The same reimbursements would also apply if you fell victim to an illness that wasn’t serious enough to require an air ambulance flight but still forced you to cut your trip short and come home.
Most travel insurance policies now include acts of terrorism as a reason to cancel or interrupt an international trip, though before you buy this protection, be sure you know how it works.
If the U.S. State Department issues a travel advisory recommending that Americans avoid a certain country, many travel insurance policies will pay for cancellation fees if you want to cancel your vacation or cover the cost of a ticket home if it cuts your vacation short.
Other travel insurers focus on the city instead of the country. These types of policies will reimburse you if you cancel or cut short a trip due to an act of terrorism at your destination either while you are there or within 30 days of your scheduled arrival.
If the U.S. State Department issues a travel advisory recommending that Americans avoid a certain country, many travel policies will pay for cancellation fees if you want to cancel your vacation or cover the cost of a ticket home if it cuts your vacation short.
Neither of these options is substantially better than the other, but they are different, so you do need to know when you’ll be covered by your travel insurance policy, as well as when you won’t.

###

Activity list:
1: From the travel insurance passage, copy word for word the portion starting at "Neither of these" and ending at "when you won’t.".
2: According to the travel insurance passage, within what time frame must an act of terrorism at your destination occur for city-focused policies to reimburse you?
3: Decide whether each statement agrees with the travel insurance passage, answering yes or no and quoting the words that decide it: (a) Most travel insurance policies now treat acts of terrorism as a reason to cancel or interrupt an international trip. (b) One of the two coverage options described is substantially better than the other. (c) Some travel insurers base coverage on the city rather than the country.
The lines that follow are separate material and have no connection to the travel insurance passage.

Collected material:
###

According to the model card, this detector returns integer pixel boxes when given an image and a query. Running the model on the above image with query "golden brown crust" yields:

###

Responses by item number:
1:
Neither of these options is substantially better than the other, but they are different, so you do need to know when you’ll be covered by your travel insurance policy, as well as when you won’t.

2: Either while you are there or within 30 days of your scheduled arrival.

3:
(a) Yes: "Most travel insurance policies now include acts of terrorism as a reason to cancel or interrupt an international trip"
(b) No: "Neither of these options is substantially better than the other"
(c) Yes: "Other travel insurers focus on the city instead of the country."